(Records for this exercise):
****************

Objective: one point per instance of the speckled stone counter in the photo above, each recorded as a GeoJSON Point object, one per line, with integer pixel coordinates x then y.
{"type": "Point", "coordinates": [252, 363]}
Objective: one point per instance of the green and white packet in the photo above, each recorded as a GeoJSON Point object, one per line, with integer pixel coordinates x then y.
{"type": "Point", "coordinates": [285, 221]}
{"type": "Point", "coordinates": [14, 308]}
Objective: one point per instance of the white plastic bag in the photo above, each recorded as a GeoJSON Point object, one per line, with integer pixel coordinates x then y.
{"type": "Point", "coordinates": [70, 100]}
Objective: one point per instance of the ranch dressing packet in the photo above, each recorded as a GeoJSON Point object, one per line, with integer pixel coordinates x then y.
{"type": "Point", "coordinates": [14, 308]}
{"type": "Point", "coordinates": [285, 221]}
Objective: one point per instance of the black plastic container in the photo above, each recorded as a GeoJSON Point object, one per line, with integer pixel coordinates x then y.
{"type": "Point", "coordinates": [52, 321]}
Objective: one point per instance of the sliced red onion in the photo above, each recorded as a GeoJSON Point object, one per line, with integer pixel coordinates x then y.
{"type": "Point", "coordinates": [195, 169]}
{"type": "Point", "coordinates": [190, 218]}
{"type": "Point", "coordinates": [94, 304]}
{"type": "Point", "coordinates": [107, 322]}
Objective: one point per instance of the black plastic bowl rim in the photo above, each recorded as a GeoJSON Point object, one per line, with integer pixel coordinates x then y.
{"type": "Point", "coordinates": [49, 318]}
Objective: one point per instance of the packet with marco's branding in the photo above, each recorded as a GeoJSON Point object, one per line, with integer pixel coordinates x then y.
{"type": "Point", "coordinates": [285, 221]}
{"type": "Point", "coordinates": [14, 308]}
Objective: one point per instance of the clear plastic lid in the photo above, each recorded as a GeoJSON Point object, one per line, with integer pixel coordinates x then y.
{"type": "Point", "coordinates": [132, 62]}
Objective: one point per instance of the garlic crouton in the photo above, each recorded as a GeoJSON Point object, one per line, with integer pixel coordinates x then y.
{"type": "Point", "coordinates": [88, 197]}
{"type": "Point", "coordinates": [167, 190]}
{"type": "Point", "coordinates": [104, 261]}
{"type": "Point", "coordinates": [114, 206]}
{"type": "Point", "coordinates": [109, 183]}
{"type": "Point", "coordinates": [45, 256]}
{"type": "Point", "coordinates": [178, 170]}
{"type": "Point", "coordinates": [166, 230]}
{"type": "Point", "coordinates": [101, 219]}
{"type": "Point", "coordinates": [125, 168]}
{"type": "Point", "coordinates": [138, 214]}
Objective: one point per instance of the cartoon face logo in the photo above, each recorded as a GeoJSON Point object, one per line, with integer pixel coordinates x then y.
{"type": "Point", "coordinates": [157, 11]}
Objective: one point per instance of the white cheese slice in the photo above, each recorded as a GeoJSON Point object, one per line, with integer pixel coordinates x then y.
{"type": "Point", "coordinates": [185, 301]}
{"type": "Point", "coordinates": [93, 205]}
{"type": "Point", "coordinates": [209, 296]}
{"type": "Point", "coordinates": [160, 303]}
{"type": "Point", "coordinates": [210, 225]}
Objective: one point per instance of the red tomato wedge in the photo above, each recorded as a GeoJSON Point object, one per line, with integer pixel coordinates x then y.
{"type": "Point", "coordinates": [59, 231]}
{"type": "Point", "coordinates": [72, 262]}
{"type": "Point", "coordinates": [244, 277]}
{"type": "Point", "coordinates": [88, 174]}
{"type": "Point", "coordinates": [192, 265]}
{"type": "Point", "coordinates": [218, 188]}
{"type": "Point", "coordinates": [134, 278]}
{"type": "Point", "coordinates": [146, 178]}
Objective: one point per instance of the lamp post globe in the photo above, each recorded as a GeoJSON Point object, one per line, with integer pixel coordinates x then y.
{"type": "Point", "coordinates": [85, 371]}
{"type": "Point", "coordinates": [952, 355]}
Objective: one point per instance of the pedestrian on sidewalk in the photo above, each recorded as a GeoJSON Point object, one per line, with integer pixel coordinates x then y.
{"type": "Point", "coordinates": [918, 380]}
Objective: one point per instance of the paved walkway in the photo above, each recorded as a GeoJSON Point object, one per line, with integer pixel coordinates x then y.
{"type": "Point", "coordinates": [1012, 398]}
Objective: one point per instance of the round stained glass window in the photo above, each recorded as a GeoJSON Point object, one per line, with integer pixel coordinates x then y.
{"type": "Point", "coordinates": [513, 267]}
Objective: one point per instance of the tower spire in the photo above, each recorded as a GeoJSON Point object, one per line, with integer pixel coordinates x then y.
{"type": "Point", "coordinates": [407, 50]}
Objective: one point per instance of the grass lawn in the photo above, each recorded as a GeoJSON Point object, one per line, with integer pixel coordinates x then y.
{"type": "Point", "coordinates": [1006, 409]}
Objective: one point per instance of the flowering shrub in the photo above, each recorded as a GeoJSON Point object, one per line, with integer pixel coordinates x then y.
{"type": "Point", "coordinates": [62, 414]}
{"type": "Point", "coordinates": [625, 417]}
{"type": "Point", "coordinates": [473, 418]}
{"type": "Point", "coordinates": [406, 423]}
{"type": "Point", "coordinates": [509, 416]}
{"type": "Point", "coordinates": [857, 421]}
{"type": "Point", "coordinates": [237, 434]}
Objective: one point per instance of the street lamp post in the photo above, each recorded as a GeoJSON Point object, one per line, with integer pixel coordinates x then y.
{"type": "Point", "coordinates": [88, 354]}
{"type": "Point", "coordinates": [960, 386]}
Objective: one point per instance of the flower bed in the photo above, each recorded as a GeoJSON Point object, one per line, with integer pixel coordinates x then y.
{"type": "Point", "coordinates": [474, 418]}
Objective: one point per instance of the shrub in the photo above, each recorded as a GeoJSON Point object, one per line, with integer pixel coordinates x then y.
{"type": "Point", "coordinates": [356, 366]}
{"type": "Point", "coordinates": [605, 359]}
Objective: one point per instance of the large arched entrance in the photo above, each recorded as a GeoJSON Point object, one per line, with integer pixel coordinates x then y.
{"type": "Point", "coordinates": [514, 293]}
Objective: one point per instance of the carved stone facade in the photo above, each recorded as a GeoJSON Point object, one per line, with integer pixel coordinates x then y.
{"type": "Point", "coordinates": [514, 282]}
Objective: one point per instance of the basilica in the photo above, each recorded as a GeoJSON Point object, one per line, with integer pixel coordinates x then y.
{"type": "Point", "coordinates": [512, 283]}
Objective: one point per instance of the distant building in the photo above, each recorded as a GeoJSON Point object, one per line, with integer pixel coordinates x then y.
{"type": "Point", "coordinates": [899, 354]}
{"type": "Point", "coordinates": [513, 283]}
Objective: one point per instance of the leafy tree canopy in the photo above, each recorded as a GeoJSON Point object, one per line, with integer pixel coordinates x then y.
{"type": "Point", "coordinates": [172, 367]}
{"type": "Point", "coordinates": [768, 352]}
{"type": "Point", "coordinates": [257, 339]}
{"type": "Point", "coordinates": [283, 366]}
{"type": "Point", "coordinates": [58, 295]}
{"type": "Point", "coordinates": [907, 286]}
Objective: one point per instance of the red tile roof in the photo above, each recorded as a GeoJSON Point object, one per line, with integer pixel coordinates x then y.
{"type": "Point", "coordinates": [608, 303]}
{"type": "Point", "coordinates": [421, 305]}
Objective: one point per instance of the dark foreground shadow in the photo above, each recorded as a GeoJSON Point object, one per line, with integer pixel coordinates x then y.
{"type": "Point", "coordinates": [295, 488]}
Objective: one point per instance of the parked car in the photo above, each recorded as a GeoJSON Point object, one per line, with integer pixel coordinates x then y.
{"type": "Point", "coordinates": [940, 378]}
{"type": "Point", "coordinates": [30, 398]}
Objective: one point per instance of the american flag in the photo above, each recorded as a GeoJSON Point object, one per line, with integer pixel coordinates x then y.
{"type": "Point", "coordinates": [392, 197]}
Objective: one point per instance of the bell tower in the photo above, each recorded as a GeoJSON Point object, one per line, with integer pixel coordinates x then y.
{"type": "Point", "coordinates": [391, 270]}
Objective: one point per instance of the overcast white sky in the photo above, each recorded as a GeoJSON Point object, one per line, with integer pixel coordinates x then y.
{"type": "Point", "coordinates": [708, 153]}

****************

(What you should do): Retype, exactly as written, each line from the one containing "Objective: one point per instance of the bell" through the last line of the listing above, and leave out all other lines.

(Final answer):
Objective: one point per instance of the bell tower in the photo above, each recorded as a GeoJSON Point object, one per line, with integer pixel coordinates x then y.
{"type": "Point", "coordinates": [391, 270]}
Objective: one point per instance of the overcast white sky in the photo above, each recorded as a GeoJSON Point object, one per line, with integer pixel coordinates x then y.
{"type": "Point", "coordinates": [708, 153]}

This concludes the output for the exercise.